Stated task A
Collect every line of the rows that contains the string "rink". Case counts.

Programmee:Institutional Projects
Code:011303
Execution period:2024 – 2027
Institutions:Vladimir Andrunachievici Institute of Mathematics and Computer Science, Moldova State University
Project Leader:Damian Florin
Participants: Algebra and Topology, Differential Equations

Summary

The subprogram is focused on the research of some current problems in mathematics. Among its objectives we will mention the application of modern and global methods (analytical, algebraic, geometric, and topological) in the in-depth study of equations and systems of differential equations, studying the behavior of solutions of nonlinear singularly perturbed systems governed by differential, integro-differential operators, studying asymptotic properties in dynamic systems; studying the solvability of singular integral equations in functional spaces, etc.. Another objective related to the field of algebra is the development of the theory of quasigroups and non-associative systems with different identities, including properties necessary for planning experiments, applying codes and encrypting information, applying lattice methods in the study categorie of module, rings and group topologies, in the study of the interconnections between the algebraic-topological properties of groups and rings with their automorphism groups and their continuous endomorphism rings, equipped with different topologies, the study of the geometry of hyperbolic manifolds.

The subprogram represents a continuation of the research carried out by the authors within national and international projects. Its realization will allow the theoretical development of some important fields of mathematics, the unification of research on adjacent fields, as well as the finding of new ways of applying them. The subject matter included in the project is important both from the point of view of the further development of the theory of differential equations and dynamic systems, as well as their applications. Both modern research methods and methods developed in mathematics schools in Moldova will be used. We will mention the methods: qualitative theory of systems of differential equations; algebras and Lie groups, methods of the theory of algebraic invariants of polynomial systems of ordinary differential equations; theory of stability according to Lyapunov, abstract algebra, isotopic transformations of quasigroups, discrete geometry on hyperbolic manifolds, theory of holomorphic functions of several complex variables. The subprogram foresees obtaining new results, both theoretical and applied.

(A block of data)
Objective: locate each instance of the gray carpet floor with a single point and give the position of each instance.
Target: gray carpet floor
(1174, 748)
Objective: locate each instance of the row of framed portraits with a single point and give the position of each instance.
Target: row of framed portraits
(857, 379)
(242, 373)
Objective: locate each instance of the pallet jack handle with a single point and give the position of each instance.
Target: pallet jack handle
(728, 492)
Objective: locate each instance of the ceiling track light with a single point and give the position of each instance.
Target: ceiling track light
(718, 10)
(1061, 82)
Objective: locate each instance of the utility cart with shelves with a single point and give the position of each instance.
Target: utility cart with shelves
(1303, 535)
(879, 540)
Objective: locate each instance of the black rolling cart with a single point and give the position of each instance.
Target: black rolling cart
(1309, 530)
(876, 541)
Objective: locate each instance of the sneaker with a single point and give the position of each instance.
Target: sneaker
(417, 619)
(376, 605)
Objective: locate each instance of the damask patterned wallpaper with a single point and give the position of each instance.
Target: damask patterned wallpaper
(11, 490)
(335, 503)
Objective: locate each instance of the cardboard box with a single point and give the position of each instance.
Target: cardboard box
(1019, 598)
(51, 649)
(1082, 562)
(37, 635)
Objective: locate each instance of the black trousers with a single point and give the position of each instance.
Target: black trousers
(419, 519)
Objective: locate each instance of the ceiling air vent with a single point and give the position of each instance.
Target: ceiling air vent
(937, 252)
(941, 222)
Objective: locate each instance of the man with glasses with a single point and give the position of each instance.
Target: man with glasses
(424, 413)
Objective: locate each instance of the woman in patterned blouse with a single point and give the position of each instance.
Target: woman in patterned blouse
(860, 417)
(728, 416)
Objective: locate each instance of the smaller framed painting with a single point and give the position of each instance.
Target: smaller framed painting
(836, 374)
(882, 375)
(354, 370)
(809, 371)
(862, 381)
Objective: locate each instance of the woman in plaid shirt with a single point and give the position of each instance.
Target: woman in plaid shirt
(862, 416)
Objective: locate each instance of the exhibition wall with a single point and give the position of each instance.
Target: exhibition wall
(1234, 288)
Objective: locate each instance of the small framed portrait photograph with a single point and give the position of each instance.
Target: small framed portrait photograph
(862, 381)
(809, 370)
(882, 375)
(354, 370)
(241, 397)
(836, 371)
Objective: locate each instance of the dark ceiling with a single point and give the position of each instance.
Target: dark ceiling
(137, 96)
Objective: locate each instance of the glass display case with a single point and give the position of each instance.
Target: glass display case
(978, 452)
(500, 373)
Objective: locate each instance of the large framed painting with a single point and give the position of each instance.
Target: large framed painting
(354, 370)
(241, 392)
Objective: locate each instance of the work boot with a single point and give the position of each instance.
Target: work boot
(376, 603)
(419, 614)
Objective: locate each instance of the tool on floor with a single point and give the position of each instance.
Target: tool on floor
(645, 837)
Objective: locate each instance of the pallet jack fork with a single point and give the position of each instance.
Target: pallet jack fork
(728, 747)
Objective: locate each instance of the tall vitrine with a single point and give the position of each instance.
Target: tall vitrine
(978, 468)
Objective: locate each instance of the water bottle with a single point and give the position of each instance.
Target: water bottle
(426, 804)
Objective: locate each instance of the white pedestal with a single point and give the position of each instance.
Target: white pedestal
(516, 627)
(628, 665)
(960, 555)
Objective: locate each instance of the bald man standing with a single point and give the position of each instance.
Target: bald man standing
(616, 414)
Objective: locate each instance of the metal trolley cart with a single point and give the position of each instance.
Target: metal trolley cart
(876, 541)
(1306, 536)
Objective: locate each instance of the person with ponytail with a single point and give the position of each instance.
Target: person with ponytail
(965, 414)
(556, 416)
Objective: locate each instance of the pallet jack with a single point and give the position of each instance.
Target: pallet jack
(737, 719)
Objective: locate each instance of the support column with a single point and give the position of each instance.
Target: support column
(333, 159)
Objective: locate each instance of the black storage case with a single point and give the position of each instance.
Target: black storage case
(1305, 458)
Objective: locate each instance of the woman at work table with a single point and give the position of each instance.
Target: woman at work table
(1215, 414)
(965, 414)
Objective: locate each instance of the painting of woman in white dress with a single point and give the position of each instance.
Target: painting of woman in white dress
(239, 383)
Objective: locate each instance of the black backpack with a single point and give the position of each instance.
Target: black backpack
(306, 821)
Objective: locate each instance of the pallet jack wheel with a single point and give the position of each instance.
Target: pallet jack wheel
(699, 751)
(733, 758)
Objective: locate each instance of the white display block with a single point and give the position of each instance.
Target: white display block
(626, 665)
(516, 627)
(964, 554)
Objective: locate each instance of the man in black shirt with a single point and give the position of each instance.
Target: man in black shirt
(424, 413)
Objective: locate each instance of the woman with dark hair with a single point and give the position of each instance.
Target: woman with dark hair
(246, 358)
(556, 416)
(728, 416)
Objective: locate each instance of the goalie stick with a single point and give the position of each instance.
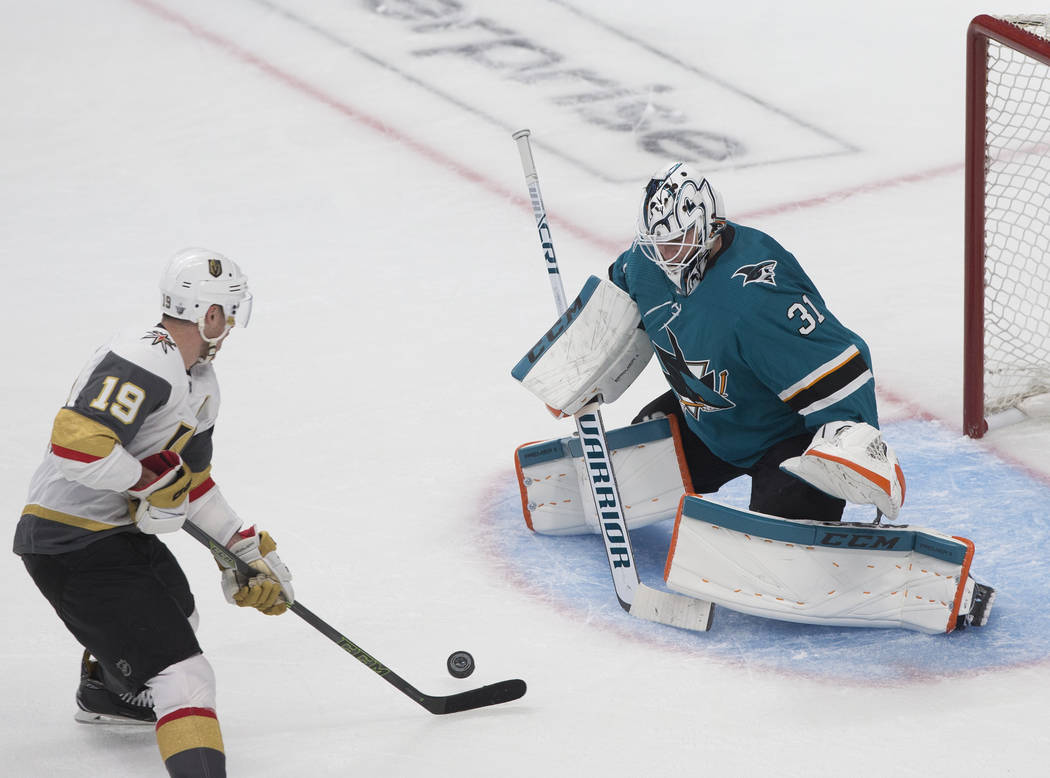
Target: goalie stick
(492, 694)
(634, 596)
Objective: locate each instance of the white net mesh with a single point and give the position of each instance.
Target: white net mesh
(1016, 224)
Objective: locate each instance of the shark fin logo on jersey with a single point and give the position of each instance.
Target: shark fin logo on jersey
(758, 273)
(161, 338)
(699, 390)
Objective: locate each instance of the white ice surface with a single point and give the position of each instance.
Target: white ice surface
(358, 162)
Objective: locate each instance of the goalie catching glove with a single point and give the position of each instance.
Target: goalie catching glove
(595, 349)
(162, 502)
(270, 591)
(851, 461)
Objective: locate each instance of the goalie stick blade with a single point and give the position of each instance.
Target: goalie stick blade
(674, 610)
(494, 694)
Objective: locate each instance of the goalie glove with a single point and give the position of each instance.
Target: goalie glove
(270, 591)
(851, 461)
(163, 502)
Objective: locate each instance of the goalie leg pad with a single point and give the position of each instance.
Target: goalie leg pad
(821, 572)
(650, 469)
(594, 350)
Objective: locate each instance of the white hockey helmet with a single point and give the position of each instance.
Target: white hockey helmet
(681, 215)
(196, 278)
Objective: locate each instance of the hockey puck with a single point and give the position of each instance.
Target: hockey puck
(460, 664)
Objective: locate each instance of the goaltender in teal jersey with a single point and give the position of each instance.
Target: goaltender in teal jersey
(759, 370)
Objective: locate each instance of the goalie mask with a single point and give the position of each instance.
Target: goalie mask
(195, 279)
(681, 215)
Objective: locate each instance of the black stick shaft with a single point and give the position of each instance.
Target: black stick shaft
(487, 695)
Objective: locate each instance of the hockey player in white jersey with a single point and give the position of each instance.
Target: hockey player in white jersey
(130, 459)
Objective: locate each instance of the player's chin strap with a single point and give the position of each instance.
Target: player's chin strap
(212, 342)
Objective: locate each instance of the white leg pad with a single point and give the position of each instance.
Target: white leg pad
(819, 572)
(649, 467)
(187, 684)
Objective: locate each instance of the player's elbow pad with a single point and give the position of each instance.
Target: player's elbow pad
(595, 349)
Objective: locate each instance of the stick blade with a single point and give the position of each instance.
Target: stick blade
(675, 610)
(494, 694)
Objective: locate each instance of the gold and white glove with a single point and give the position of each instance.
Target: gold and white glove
(162, 502)
(270, 591)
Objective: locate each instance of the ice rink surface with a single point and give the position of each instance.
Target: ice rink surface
(356, 159)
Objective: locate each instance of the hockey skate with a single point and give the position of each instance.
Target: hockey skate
(97, 705)
(981, 597)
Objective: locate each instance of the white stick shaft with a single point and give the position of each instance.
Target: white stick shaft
(634, 596)
(532, 182)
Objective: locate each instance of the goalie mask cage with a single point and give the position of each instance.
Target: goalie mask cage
(1007, 242)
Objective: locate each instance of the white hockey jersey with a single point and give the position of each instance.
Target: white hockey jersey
(133, 398)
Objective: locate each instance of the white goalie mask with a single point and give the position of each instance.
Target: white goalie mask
(194, 279)
(681, 215)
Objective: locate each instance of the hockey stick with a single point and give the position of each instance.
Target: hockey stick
(481, 697)
(634, 596)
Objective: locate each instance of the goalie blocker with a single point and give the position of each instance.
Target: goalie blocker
(651, 472)
(595, 349)
(847, 574)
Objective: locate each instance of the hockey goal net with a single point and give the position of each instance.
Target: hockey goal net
(1007, 329)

Stated task B
Answer these questions from the project description above:
(i) What is the project's execution period?
(ii) Who is named as Project Leader?
(iii) Whose theory of stability appears among the methods to be used?

Final answer A
Objective: locate each instance of the ice rink surface with a single point and give the position of each instance.
Target: ice rink surface

Final answer B
(i) 2024 – 2027
(ii) Damian Florin
(iii) Lyapunov's